*** Information supplied
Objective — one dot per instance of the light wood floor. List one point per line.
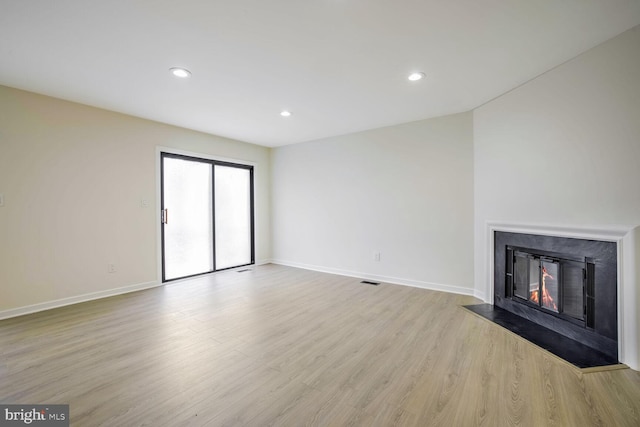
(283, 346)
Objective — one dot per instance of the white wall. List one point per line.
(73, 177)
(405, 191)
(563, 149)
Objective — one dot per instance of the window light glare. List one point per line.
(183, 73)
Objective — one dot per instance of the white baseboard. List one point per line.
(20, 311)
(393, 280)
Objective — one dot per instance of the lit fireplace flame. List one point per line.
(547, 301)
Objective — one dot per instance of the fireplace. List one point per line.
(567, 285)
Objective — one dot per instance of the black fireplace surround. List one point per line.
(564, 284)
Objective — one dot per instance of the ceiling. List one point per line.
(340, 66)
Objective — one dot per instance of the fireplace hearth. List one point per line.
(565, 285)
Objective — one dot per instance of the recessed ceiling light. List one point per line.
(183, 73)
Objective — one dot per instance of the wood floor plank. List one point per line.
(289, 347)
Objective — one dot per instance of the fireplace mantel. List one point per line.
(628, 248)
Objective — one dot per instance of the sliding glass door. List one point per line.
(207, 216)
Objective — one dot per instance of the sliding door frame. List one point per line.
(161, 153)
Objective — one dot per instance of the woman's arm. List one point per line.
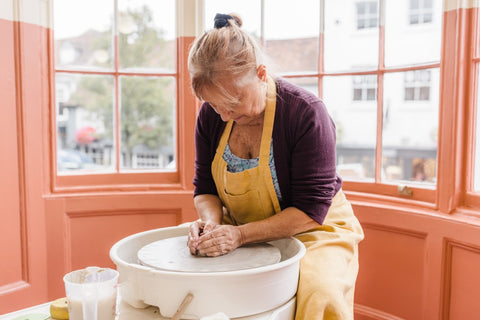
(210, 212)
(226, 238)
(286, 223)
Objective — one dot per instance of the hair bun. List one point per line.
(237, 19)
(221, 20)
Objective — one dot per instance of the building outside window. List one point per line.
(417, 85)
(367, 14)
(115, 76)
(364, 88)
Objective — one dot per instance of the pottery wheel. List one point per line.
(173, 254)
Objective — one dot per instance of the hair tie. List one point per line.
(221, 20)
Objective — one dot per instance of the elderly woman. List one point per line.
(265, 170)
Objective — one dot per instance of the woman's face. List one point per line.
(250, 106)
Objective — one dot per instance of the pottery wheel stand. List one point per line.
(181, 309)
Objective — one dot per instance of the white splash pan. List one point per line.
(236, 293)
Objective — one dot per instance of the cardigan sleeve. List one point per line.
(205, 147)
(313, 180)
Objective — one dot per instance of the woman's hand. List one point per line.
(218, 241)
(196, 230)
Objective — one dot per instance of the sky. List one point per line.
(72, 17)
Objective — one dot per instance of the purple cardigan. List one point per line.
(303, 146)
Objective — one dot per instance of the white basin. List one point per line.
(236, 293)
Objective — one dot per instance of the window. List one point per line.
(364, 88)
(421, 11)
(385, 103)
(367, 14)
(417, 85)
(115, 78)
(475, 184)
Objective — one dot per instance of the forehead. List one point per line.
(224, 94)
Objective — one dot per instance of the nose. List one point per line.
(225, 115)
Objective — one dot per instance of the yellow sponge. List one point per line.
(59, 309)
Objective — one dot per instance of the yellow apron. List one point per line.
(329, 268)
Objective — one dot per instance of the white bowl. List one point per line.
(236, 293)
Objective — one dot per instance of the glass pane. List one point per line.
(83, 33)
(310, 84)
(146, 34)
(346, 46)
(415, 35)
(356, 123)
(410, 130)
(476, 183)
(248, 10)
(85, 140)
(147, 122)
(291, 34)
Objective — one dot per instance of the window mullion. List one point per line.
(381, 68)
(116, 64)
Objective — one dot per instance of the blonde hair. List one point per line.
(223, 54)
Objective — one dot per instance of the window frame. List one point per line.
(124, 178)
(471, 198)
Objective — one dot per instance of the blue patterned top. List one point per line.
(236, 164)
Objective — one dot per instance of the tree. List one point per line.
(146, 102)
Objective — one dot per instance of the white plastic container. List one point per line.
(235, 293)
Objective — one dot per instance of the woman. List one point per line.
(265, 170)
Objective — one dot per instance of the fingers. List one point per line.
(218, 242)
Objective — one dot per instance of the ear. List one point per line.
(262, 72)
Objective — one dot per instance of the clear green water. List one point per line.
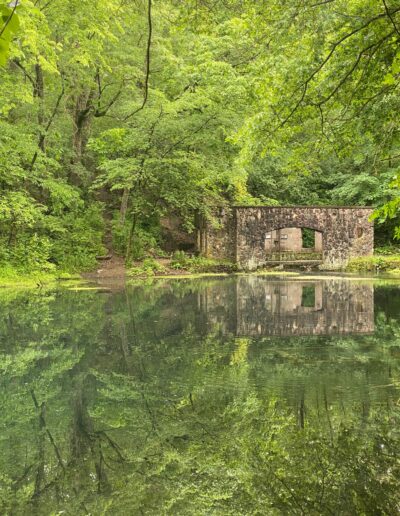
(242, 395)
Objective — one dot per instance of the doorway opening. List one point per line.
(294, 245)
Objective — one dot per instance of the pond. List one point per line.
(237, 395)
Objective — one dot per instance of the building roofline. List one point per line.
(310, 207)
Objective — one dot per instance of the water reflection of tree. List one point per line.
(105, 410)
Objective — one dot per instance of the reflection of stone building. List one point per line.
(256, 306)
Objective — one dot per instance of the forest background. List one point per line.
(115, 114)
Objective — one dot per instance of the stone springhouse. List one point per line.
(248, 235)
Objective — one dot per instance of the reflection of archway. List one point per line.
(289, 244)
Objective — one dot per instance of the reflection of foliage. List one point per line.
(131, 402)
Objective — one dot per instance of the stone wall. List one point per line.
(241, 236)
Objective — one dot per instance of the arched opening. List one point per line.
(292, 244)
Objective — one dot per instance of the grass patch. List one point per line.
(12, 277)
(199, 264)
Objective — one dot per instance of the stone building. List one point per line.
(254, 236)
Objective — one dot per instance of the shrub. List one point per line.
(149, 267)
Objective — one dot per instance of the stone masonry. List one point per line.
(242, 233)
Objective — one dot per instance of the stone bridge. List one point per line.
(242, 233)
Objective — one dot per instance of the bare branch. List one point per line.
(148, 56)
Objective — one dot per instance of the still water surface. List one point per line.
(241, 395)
******
Exercise details:
Starting with the line that contains "Objective — one dot per instance of the bare", restate every line up to and including the last one above, exactly.

Response to this task:
Objective — one dot per instance of the bare branch. List one point per line.
(148, 56)
Objective — one dot per instance of the still water surface. List one point per line.
(241, 395)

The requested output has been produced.